• **Exercise task**
Copy the data from the line containing "Does this scene contain any chair leg?" down to the line containing "11, 54, 440]]", both included, keeping the requests unchanged. Scale every coordinate in the answers by 2.3, rounding to whole numbers with halves rounded up.

Extracted data entries
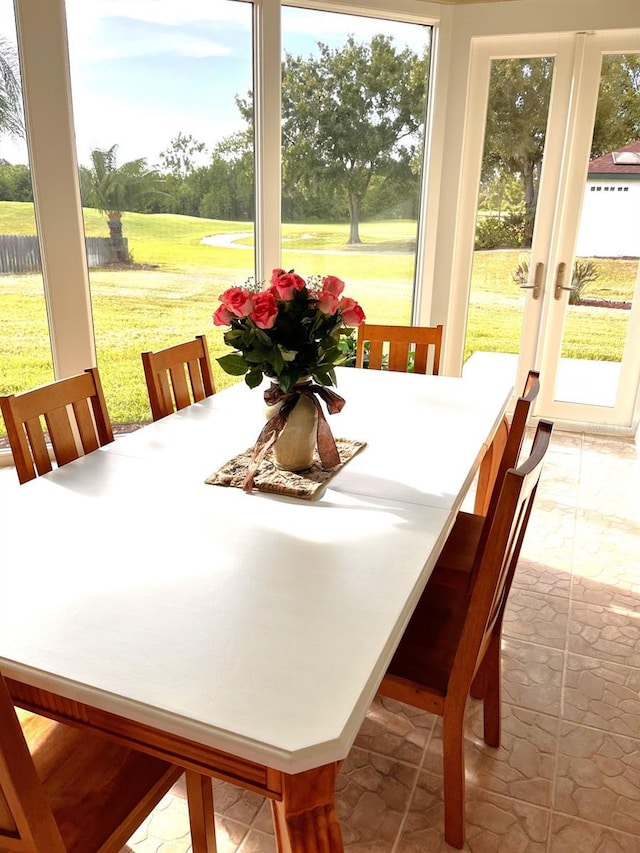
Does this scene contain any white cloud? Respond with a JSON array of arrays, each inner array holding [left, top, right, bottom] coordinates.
[[66, 0, 248, 26]]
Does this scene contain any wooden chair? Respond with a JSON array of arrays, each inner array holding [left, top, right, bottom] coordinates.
[[142, 335, 216, 421], [431, 370, 540, 590], [379, 421, 553, 847], [356, 323, 442, 376], [0, 367, 113, 483], [0, 674, 183, 853]]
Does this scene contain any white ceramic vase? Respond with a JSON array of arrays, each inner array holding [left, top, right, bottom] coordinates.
[[265, 377, 318, 471]]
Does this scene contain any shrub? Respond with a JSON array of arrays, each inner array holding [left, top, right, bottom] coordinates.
[[511, 260, 600, 305], [475, 213, 533, 249]]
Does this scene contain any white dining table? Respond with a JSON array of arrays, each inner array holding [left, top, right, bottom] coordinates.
[[0, 368, 513, 851]]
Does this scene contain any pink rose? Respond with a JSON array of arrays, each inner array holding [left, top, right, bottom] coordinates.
[[271, 269, 287, 284], [220, 287, 253, 317], [213, 305, 234, 326], [317, 290, 338, 315], [322, 275, 344, 296], [249, 290, 278, 329], [338, 296, 365, 326], [269, 272, 307, 302]]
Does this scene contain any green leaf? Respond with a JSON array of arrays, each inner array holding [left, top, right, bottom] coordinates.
[[244, 370, 262, 388], [217, 352, 249, 376]]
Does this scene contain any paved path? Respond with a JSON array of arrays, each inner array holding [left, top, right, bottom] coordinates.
[[200, 231, 412, 255]]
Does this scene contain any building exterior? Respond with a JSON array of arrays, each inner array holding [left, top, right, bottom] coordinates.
[[576, 139, 640, 258]]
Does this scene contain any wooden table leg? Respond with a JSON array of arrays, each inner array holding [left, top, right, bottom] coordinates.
[[271, 763, 344, 853], [185, 770, 216, 853]]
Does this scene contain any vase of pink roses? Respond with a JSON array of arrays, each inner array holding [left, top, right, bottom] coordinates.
[[213, 269, 365, 486]]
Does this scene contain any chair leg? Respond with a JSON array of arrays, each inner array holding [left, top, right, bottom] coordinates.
[[469, 665, 487, 699], [482, 631, 502, 747], [185, 770, 216, 853], [442, 706, 465, 848]]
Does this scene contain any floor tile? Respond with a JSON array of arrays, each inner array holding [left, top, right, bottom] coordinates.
[[503, 586, 569, 649], [567, 601, 640, 667], [563, 654, 640, 739], [502, 637, 564, 716], [394, 772, 549, 853], [553, 723, 640, 836], [355, 697, 436, 764], [513, 553, 573, 598], [550, 815, 640, 853], [424, 702, 559, 807], [336, 748, 418, 853]]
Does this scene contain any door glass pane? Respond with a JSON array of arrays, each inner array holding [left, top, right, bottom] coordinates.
[[282, 7, 431, 336], [464, 57, 553, 377], [66, 0, 255, 424], [555, 54, 640, 407], [0, 11, 54, 440]]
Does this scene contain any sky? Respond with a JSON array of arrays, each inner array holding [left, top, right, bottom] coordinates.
[[0, 0, 427, 170]]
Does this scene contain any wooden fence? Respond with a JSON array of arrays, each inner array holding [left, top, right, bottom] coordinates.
[[0, 234, 128, 273]]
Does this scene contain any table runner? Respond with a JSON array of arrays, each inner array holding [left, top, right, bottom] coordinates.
[[205, 438, 366, 500]]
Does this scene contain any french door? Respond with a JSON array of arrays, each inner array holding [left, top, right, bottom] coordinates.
[[465, 31, 640, 433]]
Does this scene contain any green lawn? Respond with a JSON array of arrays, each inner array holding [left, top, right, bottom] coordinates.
[[0, 202, 637, 423]]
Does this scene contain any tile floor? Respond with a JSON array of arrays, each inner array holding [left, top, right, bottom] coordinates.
[[1, 432, 640, 853]]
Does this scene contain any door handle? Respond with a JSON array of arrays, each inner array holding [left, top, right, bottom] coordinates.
[[553, 261, 573, 299], [520, 263, 544, 299]]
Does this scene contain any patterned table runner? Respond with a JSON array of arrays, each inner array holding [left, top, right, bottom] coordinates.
[[205, 438, 366, 500]]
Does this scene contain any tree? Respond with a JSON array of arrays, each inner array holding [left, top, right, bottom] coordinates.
[[0, 36, 24, 139], [237, 35, 428, 243], [591, 53, 640, 157], [160, 133, 206, 178], [80, 145, 162, 263], [482, 57, 553, 221]]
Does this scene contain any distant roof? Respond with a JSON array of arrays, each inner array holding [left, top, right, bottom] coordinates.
[[589, 139, 640, 177]]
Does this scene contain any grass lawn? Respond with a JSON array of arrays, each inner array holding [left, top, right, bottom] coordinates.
[[0, 202, 637, 429]]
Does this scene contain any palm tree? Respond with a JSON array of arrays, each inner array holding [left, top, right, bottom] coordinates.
[[80, 145, 162, 264], [0, 36, 24, 138]]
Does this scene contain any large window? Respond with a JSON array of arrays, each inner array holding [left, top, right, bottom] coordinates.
[[282, 7, 432, 324], [67, 0, 255, 423], [0, 3, 53, 422]]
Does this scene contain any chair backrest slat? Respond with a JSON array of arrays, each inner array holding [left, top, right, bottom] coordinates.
[[450, 420, 553, 696], [486, 370, 540, 524], [141, 335, 215, 421], [356, 323, 443, 376], [0, 367, 113, 483]]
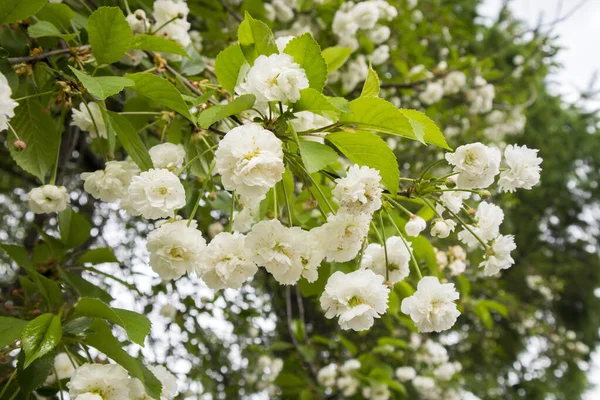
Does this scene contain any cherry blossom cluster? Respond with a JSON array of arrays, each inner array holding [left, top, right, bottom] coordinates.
[[40, 353, 178, 400]]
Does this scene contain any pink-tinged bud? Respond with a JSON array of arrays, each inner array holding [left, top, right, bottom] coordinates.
[[13, 139, 27, 151]]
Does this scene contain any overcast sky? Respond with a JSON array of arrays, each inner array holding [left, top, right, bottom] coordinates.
[[480, 0, 600, 400], [480, 0, 600, 106]]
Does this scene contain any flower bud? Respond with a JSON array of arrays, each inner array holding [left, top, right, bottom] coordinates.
[[13, 139, 27, 151], [477, 190, 492, 200], [444, 178, 456, 189]]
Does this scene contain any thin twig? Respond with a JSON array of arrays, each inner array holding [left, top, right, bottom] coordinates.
[[8, 44, 91, 64]]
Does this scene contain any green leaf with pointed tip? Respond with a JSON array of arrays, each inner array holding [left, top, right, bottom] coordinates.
[[179, 46, 206, 76], [321, 46, 352, 73], [399, 108, 452, 150], [284, 33, 327, 92], [17, 351, 55, 392], [294, 88, 340, 122], [129, 34, 190, 58], [360, 65, 380, 97], [73, 297, 152, 346], [27, 21, 77, 41], [21, 314, 62, 368], [340, 97, 422, 145], [198, 94, 256, 129], [108, 111, 154, 171], [8, 99, 60, 182], [325, 132, 400, 193], [215, 44, 246, 93], [86, 7, 133, 64], [84, 319, 162, 399], [69, 65, 135, 100], [298, 141, 338, 174], [125, 72, 193, 121], [325, 96, 352, 113], [0, 316, 28, 349], [58, 208, 92, 248], [0, 0, 48, 25], [238, 12, 279, 65]]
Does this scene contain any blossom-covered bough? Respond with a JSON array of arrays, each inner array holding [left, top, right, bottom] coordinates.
[[0, 0, 542, 400]]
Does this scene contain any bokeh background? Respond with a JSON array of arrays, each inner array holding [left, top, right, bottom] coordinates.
[[0, 0, 600, 400]]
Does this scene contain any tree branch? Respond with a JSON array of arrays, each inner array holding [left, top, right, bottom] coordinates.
[[8, 44, 91, 65]]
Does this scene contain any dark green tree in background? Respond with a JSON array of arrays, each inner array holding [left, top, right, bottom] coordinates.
[[0, 0, 600, 400]]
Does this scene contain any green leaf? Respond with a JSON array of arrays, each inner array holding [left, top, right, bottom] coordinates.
[[73, 297, 151, 346], [108, 112, 153, 171], [473, 302, 494, 329], [17, 351, 55, 394], [69, 65, 135, 100], [0, 244, 64, 310], [269, 341, 294, 351], [87, 7, 133, 64], [325, 132, 400, 193], [198, 94, 256, 129], [408, 236, 442, 278], [480, 300, 508, 318], [340, 97, 418, 144], [338, 334, 358, 355], [58, 268, 113, 303], [21, 314, 62, 368], [8, 99, 60, 182], [0, 316, 27, 349], [179, 46, 206, 76], [325, 96, 352, 113], [58, 208, 92, 248], [360, 64, 379, 97], [238, 12, 278, 65], [321, 46, 352, 73], [398, 108, 452, 150], [294, 88, 340, 122], [35, 3, 75, 31], [84, 319, 162, 399], [215, 44, 246, 93], [77, 247, 119, 265], [125, 72, 192, 121], [383, 379, 406, 396], [298, 141, 338, 174], [284, 33, 327, 92], [129, 35, 190, 58], [27, 21, 77, 42], [0, 0, 48, 25]]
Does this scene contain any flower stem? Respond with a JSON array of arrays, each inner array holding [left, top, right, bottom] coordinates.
[[14, 90, 54, 102], [229, 190, 235, 232], [385, 195, 414, 217], [386, 212, 423, 279], [379, 212, 390, 282], [419, 158, 444, 182], [6, 121, 21, 140], [273, 185, 279, 219], [281, 181, 294, 228], [0, 368, 17, 398], [439, 198, 490, 250], [187, 164, 215, 227]]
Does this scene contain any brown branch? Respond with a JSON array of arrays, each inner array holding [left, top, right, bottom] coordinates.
[[8, 44, 91, 65]]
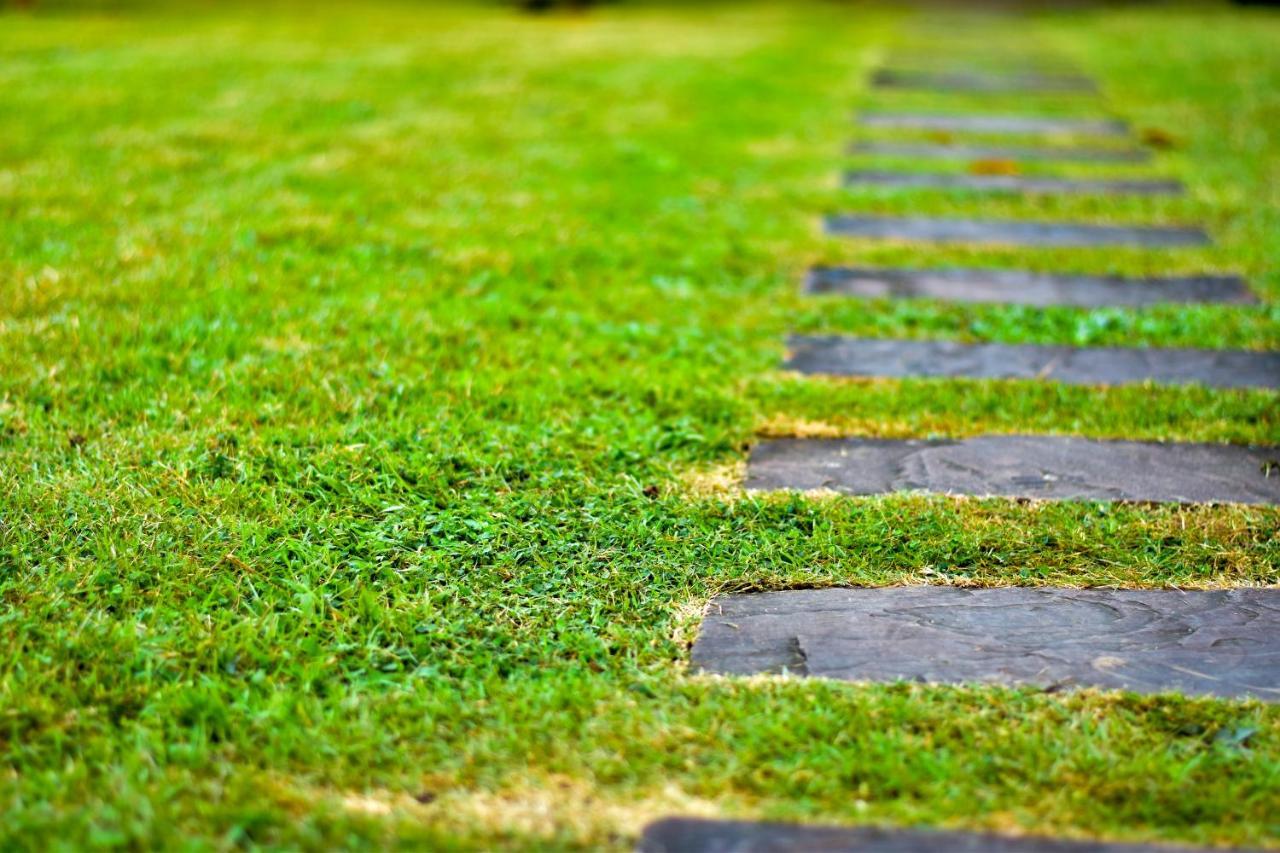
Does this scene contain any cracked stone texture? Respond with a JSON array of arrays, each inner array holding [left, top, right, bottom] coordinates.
[[827, 215, 1210, 247], [845, 169, 1183, 196], [859, 111, 1129, 136], [636, 817, 1249, 853], [872, 68, 1098, 93], [849, 142, 1151, 163], [785, 334, 1280, 388], [805, 266, 1258, 307], [692, 587, 1280, 702], [745, 435, 1280, 506]]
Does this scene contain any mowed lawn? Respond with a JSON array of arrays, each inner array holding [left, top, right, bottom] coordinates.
[[0, 0, 1280, 849]]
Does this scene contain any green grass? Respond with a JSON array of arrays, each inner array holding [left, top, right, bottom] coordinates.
[[0, 1, 1280, 849]]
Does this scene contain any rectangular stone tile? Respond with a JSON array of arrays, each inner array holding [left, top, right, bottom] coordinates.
[[785, 334, 1280, 389], [849, 141, 1151, 163], [805, 266, 1258, 307], [692, 587, 1280, 702], [636, 817, 1249, 853], [859, 111, 1129, 136], [845, 169, 1183, 196], [826, 215, 1210, 248], [872, 68, 1098, 93], [745, 435, 1280, 506]]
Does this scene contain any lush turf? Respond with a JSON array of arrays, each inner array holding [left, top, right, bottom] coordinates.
[[0, 1, 1280, 849]]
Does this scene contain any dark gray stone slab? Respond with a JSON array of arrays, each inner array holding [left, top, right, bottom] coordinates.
[[827, 215, 1210, 247], [692, 587, 1280, 702], [746, 435, 1280, 505], [805, 268, 1258, 307], [859, 111, 1129, 136], [872, 68, 1098, 93], [786, 336, 1280, 389], [845, 169, 1183, 196], [849, 141, 1151, 163], [636, 817, 1249, 853]]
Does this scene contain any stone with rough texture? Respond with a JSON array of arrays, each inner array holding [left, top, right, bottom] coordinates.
[[845, 169, 1183, 196], [786, 336, 1280, 388], [859, 111, 1129, 136], [849, 141, 1151, 163], [872, 68, 1097, 92], [692, 587, 1280, 702], [805, 266, 1258, 307], [746, 435, 1280, 505], [636, 817, 1249, 853], [827, 215, 1210, 248]]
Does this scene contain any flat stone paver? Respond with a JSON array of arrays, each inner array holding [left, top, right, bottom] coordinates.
[[692, 587, 1280, 702], [805, 266, 1258, 307], [859, 111, 1129, 136], [636, 817, 1249, 853], [845, 169, 1184, 196], [827, 215, 1210, 248], [849, 141, 1151, 163], [785, 334, 1280, 389], [872, 68, 1098, 93], [745, 435, 1280, 506]]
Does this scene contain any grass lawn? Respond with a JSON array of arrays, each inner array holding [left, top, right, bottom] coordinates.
[[0, 0, 1280, 849]]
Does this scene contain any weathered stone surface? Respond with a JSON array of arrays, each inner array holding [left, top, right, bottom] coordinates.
[[636, 817, 1249, 853], [859, 111, 1129, 136], [692, 587, 1280, 702], [805, 266, 1258, 307], [872, 68, 1097, 92], [746, 435, 1280, 505], [786, 336, 1280, 388], [849, 141, 1151, 163], [845, 169, 1184, 196], [827, 215, 1210, 247]]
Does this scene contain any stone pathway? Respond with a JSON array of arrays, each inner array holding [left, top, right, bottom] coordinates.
[[650, 19, 1280, 853], [746, 435, 1280, 502], [860, 111, 1129, 137], [692, 587, 1280, 702], [637, 817, 1254, 853], [804, 266, 1258, 307], [872, 68, 1097, 93], [785, 336, 1280, 388], [845, 169, 1184, 196], [826, 214, 1210, 248], [849, 141, 1151, 163]]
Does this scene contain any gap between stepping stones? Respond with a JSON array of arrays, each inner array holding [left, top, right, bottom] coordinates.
[[826, 215, 1210, 247], [859, 111, 1129, 136], [692, 587, 1280, 702], [849, 141, 1151, 163], [783, 334, 1280, 389], [745, 435, 1280, 506], [636, 817, 1249, 853], [804, 266, 1258, 307], [845, 169, 1184, 196], [872, 68, 1098, 93]]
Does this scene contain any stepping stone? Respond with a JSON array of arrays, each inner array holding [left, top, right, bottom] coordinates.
[[636, 817, 1249, 853], [805, 266, 1258, 307], [872, 68, 1097, 93], [785, 336, 1280, 389], [745, 435, 1280, 506], [849, 142, 1151, 163], [692, 587, 1280, 702], [827, 215, 1210, 247], [845, 169, 1183, 196], [860, 113, 1129, 136]]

• **Solution for this task**
Does this scene contain any chair leg? Respond with a JSON array of arrays, each inner array holding [left, top, right, bottom] coordinates.
[[1079, 1530, 1120, 1608], [1109, 1451, 1155, 1718], [426, 1771, 497, 1962], [1017, 1624, 1070, 1950]]
Does this scene contain any floor tile? Respond with a JSON array of arrays, each inner array holding [left, top, right, bottom] coordinates.
[[1157, 1348, 1309, 1493], [1304, 1382, 1472, 1534], [1295, 1504, 1472, 1700], [1155, 1465, 1297, 1647], [906, 1776, 1263, 1962], [1272, 1663, 1472, 1923], [817, 1603, 1003, 1757], [1180, 1272, 1318, 1375], [1265, 1875, 1472, 1962], [975, 1615, 1286, 1856], [773, 1720, 961, 1962]]
Does this scene contain any door glass pane? Respond with a JSON array of arrays, each inner array holding [left, top, right, bottom] coordinates.
[[649, 16, 991, 773], [1067, 131, 1272, 867], [152, 0, 587, 975], [1277, 124, 1472, 936], [0, 25, 124, 1012]]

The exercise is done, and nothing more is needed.